STATED TASK → Nothing but the lines from the one with "Query: blue clutch bag" to the final line should be returned, each exactly as it appears.

A run of records:
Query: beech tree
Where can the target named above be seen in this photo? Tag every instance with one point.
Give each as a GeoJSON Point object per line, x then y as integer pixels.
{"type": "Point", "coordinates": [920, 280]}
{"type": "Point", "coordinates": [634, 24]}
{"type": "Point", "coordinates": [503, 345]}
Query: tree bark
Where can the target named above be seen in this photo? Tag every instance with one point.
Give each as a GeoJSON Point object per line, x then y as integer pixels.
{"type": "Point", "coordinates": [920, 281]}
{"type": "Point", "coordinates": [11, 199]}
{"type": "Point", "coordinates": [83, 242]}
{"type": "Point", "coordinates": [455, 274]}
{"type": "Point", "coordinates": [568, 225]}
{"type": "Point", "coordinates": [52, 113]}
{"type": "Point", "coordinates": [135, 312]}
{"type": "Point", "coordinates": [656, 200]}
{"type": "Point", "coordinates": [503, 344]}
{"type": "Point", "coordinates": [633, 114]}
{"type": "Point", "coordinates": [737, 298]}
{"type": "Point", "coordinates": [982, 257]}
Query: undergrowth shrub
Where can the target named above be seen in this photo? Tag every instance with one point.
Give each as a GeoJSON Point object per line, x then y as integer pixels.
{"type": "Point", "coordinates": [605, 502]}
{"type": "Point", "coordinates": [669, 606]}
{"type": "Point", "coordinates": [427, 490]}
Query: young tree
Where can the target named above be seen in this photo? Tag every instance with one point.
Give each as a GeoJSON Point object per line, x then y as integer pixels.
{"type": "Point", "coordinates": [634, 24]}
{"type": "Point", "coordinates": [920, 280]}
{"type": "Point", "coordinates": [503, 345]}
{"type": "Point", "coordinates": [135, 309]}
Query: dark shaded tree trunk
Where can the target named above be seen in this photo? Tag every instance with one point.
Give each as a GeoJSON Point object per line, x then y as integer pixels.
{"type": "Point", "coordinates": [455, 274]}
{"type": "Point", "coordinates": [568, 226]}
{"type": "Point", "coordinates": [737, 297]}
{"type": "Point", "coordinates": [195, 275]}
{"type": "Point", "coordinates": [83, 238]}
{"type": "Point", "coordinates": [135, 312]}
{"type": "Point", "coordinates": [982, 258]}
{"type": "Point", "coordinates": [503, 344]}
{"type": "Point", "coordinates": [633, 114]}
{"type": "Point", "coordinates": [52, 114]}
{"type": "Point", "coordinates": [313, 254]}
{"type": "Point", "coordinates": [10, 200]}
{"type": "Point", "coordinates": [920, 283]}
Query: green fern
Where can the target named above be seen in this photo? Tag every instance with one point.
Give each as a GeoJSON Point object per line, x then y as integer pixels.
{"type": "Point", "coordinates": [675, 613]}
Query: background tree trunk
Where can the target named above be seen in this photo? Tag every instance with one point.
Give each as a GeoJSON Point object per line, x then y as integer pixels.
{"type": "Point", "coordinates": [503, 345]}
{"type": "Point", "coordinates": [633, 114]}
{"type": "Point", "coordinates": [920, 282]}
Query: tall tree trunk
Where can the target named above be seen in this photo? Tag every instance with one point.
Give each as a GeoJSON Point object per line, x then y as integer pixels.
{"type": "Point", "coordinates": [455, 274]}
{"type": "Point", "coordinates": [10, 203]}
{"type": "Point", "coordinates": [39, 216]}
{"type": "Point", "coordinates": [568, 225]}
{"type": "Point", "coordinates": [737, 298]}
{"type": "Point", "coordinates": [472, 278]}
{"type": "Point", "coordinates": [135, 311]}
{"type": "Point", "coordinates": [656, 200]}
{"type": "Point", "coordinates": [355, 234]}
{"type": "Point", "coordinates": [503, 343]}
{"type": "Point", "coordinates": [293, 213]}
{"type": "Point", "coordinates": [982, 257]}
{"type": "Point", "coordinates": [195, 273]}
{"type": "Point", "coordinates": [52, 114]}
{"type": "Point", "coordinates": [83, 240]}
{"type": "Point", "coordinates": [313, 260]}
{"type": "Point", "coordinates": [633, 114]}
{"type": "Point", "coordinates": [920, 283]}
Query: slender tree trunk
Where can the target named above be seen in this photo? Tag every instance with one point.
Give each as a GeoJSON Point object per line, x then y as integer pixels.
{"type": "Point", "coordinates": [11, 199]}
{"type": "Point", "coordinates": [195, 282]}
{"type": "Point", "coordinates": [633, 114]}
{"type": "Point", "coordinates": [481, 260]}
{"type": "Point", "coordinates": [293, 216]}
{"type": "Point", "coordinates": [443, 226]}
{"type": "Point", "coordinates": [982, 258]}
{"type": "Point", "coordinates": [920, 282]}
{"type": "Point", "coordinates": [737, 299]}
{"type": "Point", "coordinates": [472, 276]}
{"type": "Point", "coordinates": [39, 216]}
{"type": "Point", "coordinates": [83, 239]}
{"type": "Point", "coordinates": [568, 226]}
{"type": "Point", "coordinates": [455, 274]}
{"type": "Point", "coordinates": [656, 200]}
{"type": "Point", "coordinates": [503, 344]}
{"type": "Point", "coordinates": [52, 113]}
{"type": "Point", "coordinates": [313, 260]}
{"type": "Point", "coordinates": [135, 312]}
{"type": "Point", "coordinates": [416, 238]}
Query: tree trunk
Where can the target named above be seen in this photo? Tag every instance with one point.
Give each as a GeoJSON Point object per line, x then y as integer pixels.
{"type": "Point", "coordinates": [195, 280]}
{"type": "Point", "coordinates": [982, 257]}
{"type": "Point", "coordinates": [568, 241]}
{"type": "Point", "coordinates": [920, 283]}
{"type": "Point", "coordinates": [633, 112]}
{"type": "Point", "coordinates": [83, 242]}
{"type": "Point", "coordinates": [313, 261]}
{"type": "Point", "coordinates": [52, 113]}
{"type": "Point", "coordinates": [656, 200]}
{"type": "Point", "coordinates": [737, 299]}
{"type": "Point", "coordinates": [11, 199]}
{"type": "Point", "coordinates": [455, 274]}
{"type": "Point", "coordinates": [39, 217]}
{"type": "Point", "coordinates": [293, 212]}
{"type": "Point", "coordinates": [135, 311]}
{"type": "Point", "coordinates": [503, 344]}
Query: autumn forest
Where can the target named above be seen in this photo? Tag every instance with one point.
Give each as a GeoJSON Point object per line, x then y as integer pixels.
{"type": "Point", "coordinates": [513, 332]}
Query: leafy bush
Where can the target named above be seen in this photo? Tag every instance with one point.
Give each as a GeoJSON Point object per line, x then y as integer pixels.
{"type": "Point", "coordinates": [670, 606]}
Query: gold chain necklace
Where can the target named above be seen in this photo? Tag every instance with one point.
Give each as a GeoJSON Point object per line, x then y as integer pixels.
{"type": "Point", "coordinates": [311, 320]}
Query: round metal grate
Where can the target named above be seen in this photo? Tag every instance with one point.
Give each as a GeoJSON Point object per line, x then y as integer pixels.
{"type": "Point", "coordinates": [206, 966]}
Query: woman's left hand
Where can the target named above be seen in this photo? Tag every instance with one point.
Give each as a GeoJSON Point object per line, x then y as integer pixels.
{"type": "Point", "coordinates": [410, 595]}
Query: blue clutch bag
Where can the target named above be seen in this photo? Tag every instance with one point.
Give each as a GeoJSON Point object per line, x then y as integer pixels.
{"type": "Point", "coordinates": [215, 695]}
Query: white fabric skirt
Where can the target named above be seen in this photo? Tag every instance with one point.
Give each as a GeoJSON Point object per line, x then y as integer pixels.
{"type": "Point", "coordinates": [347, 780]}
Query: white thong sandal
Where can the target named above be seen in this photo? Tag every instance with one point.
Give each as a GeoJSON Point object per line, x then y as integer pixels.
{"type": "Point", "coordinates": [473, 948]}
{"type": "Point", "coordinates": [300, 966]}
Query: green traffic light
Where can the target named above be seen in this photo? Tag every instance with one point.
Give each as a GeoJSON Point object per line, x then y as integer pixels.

SOLVED EXERCISE →
Query: blue clutch bag
Where can the target named above be seen in this photo? Tag every instance with one point.
Give each as a GeoJSON Point object per line, x then y as integer pixels.
{"type": "Point", "coordinates": [215, 695]}
Query: white fabric skirt
Where can the target named above be seen in this photo? Tag every instance with one point.
Give each as a GeoJSON Point object per line, x then y as integer pixels.
{"type": "Point", "coordinates": [347, 780]}
Query: white thong sandal
Where can the target named above be seen in this photo? Tag every instance with one point.
Give each as a GeoJSON Point object per line, x then y as integer pixels.
{"type": "Point", "coordinates": [473, 948]}
{"type": "Point", "coordinates": [300, 966]}
Query: green traffic light
Where can the target named above be seen in this photo? Tag every instance with one point.
Give each as a GeoJSON Point object per line, x then y as integer pixels.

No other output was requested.